After her unsuccessful efforts to save the man with motor neurone disease, the physio who asked to remain anonymous, wasn’t offered any support. ‘There’s a hole in the services when you need them, then and there,’ she says.
‘If you’re working as part of a team and this happened in the daytime, you’d hope someone would sit down with you with a cup of tea and support you. But on call, you just go home, and what if you haven’t got anyone at home to talk to? If it happened to a junior that would be very distressing. They might lose confidence about going on call again.’
Some hospitals have set up a buddy system for on-call staff to ring out of hours. But, asks the anonymous physio, ‘are you really going to call a colleague at 3am to offload, when you know they’re working the next day? I wouldn’t.’
Ema Swingwood tackles this problem by contacting the on-call physio as quickly as possible after a death.
‘I make myself available to speak to them as and when they feel they need to,’ she says. ‘Some will think they are fine but then struggle, a couple of patients into the day. I always make sure they realise the situation was not their fault.’
Communication skills
Working in a hospice, where deaths are frequent, might seem most challenging of all. But it’s also where staff needs are most likely to be met.
‘In my experience, there is much more support available in a hospice,’ says Maggi Hardcastle, clinical specialist physiotherapist at Rowans Hospice in Purbrook, Hampshire.
All new staff at Rowans take a day course on working with loss, which includes communication training, she reports. Staff have regular supervision, and access to clinical psychologists if needed.
But there’s nothing to beat the support of colleagues. At the Royal Hospital for Sick Children, for example, some wards such as oncology invite the multidisciplinary team to join in a debrief after a patient dies.
‘This works really nicely,’ says Ms Wood. ‘Everyone can share their feelings and discuss the case, what went well and what didn’t.’
Ms Swingwood finds that physios look after each other as well as patients. ‘In all the trusts I’ve worked in, I have always felt supported when patients have passed away,’ she says. ‘I do think that as physios we are sensitive to our colleagues’ feelings.’
People with chest disease are most likely to die in hospital, so respiratory physios see more than their share.
Ms Swingwood, who is an education champion for the Association of Chartered Physiotherapists in Respiratory Care, makes sure the team has a chance to debrief afterwards.

§ **Dataset extract**
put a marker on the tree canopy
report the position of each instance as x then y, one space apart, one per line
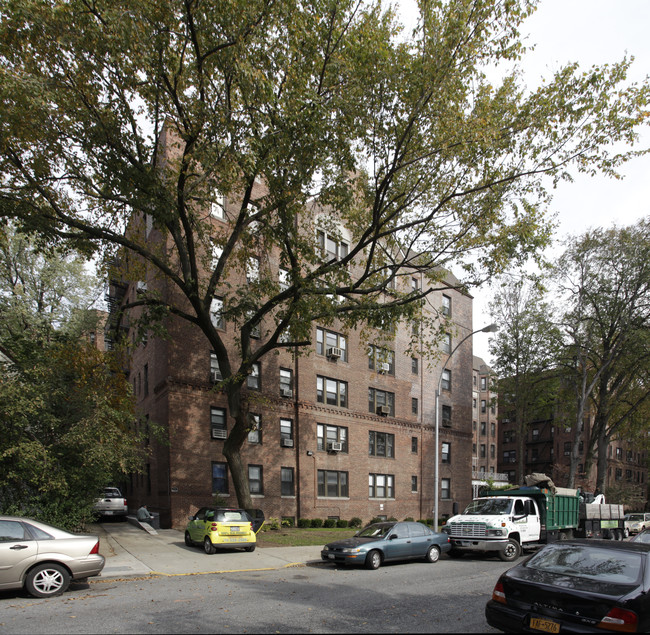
413 157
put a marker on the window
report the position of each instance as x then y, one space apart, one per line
446 306
254 429
331 391
218 426
332 484
287 483
381 359
331 344
215 371
253 380
332 249
381 402
381 444
255 482
381 486
286 382
219 477
326 435
286 433
216 313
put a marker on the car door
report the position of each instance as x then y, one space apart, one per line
17 551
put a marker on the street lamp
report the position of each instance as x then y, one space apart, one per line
492 328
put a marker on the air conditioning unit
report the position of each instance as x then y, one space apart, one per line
334 353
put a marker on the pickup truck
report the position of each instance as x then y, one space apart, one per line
111 503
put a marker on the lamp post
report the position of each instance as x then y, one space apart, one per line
492 328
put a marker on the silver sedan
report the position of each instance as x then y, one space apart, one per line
44 559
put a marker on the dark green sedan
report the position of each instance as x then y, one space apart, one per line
384 542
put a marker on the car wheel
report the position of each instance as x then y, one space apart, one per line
511 552
373 560
47 580
433 554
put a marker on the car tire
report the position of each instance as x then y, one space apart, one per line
208 547
511 552
433 554
373 560
47 580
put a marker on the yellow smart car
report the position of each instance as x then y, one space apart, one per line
224 528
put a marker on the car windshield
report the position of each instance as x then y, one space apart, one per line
489 506
589 562
375 531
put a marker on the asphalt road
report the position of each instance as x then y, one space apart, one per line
446 597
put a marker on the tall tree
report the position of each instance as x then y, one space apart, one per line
524 353
414 158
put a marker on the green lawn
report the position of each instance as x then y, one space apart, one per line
298 537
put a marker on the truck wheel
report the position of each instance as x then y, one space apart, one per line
511 552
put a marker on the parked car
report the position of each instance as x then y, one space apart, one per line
44 559
382 542
224 528
577 586
636 522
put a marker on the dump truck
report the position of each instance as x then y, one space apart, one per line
507 522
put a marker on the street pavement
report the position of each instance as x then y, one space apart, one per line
132 552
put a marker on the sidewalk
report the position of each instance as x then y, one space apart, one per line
130 551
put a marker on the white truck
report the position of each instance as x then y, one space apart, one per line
507 521
111 503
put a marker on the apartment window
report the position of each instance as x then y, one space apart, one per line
287 482
219 477
381 486
332 484
254 428
286 432
216 313
253 381
381 402
381 444
331 344
327 435
286 382
381 359
446 305
215 371
331 391
218 426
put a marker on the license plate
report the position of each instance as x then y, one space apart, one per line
548 626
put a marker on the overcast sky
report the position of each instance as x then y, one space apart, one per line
588 32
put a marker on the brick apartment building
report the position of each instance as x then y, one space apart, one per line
345 430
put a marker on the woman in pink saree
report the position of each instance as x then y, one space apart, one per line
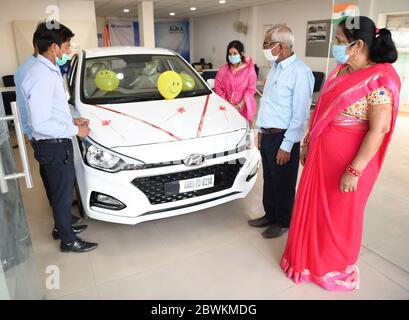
343 153
236 81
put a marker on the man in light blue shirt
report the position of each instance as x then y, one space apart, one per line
18 79
53 128
283 115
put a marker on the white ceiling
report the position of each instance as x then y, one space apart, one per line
162 8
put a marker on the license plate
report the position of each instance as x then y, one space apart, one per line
196 184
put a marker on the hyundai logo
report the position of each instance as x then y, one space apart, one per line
194 160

§ **How to complete this task**
Can you update the text on physios coping with patient deaths between "But there’s nothing" and "to debrief afterwards.", inclusive, by replacing "physios" with "physiotherapists" and writing that part out again?

§ **Finished exercise**
But there’s nothing to beat the support of colleagues. At the Royal Hospital for Sick Children, for example, some wards such as oncology invite the multidisciplinary team to join in a debrief after a patient dies.
‘This works really nicely,’ says Ms Wood. ‘Everyone can share their feelings and discuss the case, what went well and what didn’t.’
Ms Swingwood finds that physiotherapists look after each other as well as patients. ‘In all the trusts I’ve worked in, I have always felt supported when patients have passed away,’ she says. ‘I do think that as physiotherapists we are sensitive to our colleagues’ feelings.’
People with chest disease are most likely to die in hospital, so respiratory physiotherapists see more than their share.
Ms Swingwood, who is an education champion for the Association of Chartered Physiotherapists in Respiratory Care, makes sure the team has a chance to debrief afterwards.